Source data:
**********

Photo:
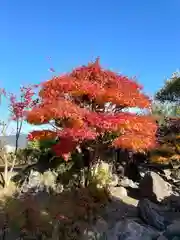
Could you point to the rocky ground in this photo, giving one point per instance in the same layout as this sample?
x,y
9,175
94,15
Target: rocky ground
x,y
148,209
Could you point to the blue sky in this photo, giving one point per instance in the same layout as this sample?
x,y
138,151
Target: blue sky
x,y
133,37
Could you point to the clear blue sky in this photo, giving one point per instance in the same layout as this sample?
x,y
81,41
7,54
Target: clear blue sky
x,y
135,37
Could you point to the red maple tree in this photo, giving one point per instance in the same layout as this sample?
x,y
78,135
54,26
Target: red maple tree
x,y
19,106
86,104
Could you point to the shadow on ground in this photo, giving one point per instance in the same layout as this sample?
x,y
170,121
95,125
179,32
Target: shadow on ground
x,y
64,215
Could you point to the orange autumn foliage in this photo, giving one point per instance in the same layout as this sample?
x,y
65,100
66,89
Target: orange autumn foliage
x,y
76,105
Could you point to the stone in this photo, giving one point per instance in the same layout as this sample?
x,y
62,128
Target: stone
x,y
154,214
114,180
167,173
173,231
175,174
131,230
154,187
118,192
33,183
126,182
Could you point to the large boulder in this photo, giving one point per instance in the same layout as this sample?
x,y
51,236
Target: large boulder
x,y
132,230
154,187
154,215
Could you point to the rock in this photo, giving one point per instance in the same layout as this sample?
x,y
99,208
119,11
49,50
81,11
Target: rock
x,y
114,180
118,192
101,226
162,238
172,231
9,148
153,214
131,230
126,182
167,173
175,174
33,183
153,187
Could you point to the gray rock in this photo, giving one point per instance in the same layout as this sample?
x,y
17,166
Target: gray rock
x,y
126,182
118,192
131,230
154,187
153,214
33,183
173,231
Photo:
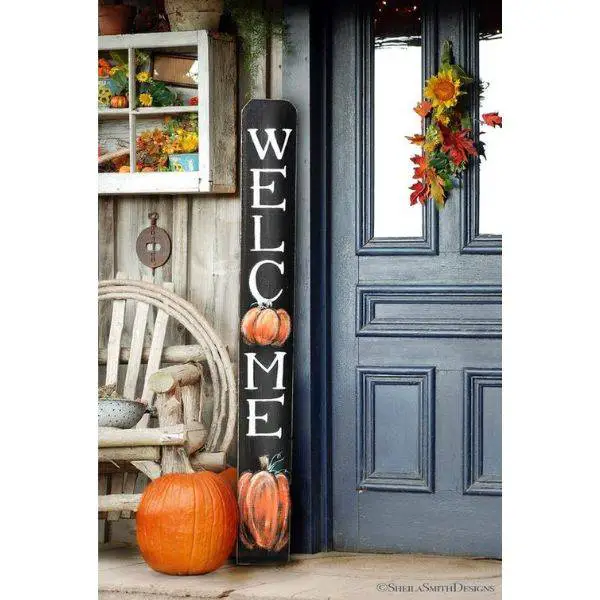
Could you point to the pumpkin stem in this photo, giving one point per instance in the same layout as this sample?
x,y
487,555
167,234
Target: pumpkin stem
x,y
267,304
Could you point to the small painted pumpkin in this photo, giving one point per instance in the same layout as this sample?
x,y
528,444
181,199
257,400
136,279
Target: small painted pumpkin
x,y
264,503
266,326
187,523
119,102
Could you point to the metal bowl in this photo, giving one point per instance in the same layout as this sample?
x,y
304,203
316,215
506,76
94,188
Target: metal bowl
x,y
123,414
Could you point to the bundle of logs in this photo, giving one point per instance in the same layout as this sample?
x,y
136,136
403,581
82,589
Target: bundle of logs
x,y
173,446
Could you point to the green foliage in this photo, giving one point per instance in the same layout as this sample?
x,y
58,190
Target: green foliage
x,y
257,21
120,81
161,94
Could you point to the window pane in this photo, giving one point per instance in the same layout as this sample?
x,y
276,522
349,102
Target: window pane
x,y
490,70
398,82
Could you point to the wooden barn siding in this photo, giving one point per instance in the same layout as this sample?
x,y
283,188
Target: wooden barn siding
x,y
204,264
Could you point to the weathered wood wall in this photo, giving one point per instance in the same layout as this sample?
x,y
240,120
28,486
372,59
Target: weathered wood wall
x,y
204,264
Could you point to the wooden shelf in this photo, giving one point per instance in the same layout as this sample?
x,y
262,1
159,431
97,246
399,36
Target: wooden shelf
x,y
113,113
154,111
152,183
216,111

**********

Problem details:
An exact restatement of every record is required. Omit the images.

Result of this exercise:
Photo:
Could you point to the rocky ground in this photo, giving one point per instance in the same layout as this sample?
x,y
9,175
94,15
Target: rocky ground
x,y
148,209
Could you point to the blue sky in this photo, giving one point per instance in the same layout as this sample?
x,y
138,151
Target: blue sky
x,y
133,37
Could you point to the clear blue sky in this photo, giving one point per instance in the same layout as this sample?
x,y
81,41
7,54
Target: clear blue sky
x,y
135,37
Could you point to the red maple tree in this photo, giving one point per instance in the same layout as this sample?
x,y
78,135
54,26
Target: red maple tree
x,y
19,106
86,104
Could you point to the shadow on ground in this photo, giving one point per instance in the same layout as this sample?
x,y
170,121
95,125
179,32
Target: shadow on ground
x,y
64,215
Could you point to the orange autumn foliage in this photo, giving one point per instance in the same layout as this sample?
x,y
65,100
66,89
Target: orange autumn foliage
x,y
76,105
Could you point to the stone in this photo, giving one point per instance in the same layout as this sample?
x,y
62,128
Target: stone
x,y
154,214
114,180
167,173
173,231
175,174
131,230
154,187
118,192
33,183
126,182
Could you point to the large boulder in this photo, giving one point per instance in the same layout as this sample?
x,y
51,236
Target: large boulder
x,y
132,230
154,187
154,215
Could you point to the rock in this photo, giving one point per instance in the same layout as this sample?
x,y
99,208
119,11
49,50
81,11
Target: rock
x,y
114,180
118,192
101,226
162,238
172,231
9,148
153,214
131,230
126,182
167,173
175,174
33,183
153,187
Could you point to the gray rock in this photo, giving one point per instance in the same layout as this sample?
x,y
17,166
Target: gray rock
x,y
126,182
118,192
131,230
154,187
153,214
33,183
173,231
Photo:
Could you point to the pumpkin stem in this photo, giving one point per instance in the same layout as this sample?
x,y
487,555
167,234
Target: pumpkin stem
x,y
267,304
Could you point to the small painted pumpkin in this photo, giving one point per instance in the same layout as this sample?
x,y
528,444
181,199
257,400
136,279
Target: small painted pumpkin
x,y
264,503
266,326
187,523
119,102
Could you point to the metal bowl in this photo, giving one point per instance in the same layout as this sample?
x,y
304,203
316,215
506,76
94,188
Target: metal bowl
x,y
123,414
Could you point to the bundle of logs in this photo, giving one point per instance in the same layout as this sample?
x,y
136,136
403,581
82,589
Target: bundle of logs
x,y
173,446
Could you point to the green foliage in this photo, giving one point per instance in the same layout as this sample?
x,y
58,190
Target: green foliage
x,y
257,21
120,81
161,94
Could you point to the window pane in this photo, giving one point per instance in the same layout as this sample?
x,y
276,522
349,102
Target: window pane
x,y
490,70
398,82
Could you point to the wooden barn siding in this photo, giving one point per instance in the same layout as this sample?
x,y
283,188
Target: wooden barn siding
x,y
204,264
Could you point to the weathered wood wall in this photo, giving one point per instance in the same layout as this sample?
x,y
240,120
28,486
372,59
Target: weathered wood wall
x,y
204,264
Could you point to the wooden shelf in this photo, giving one point per instance in the same layout as this sample?
x,y
262,1
159,431
97,246
399,36
Target: wooden shelf
x,y
113,113
154,111
152,183
216,111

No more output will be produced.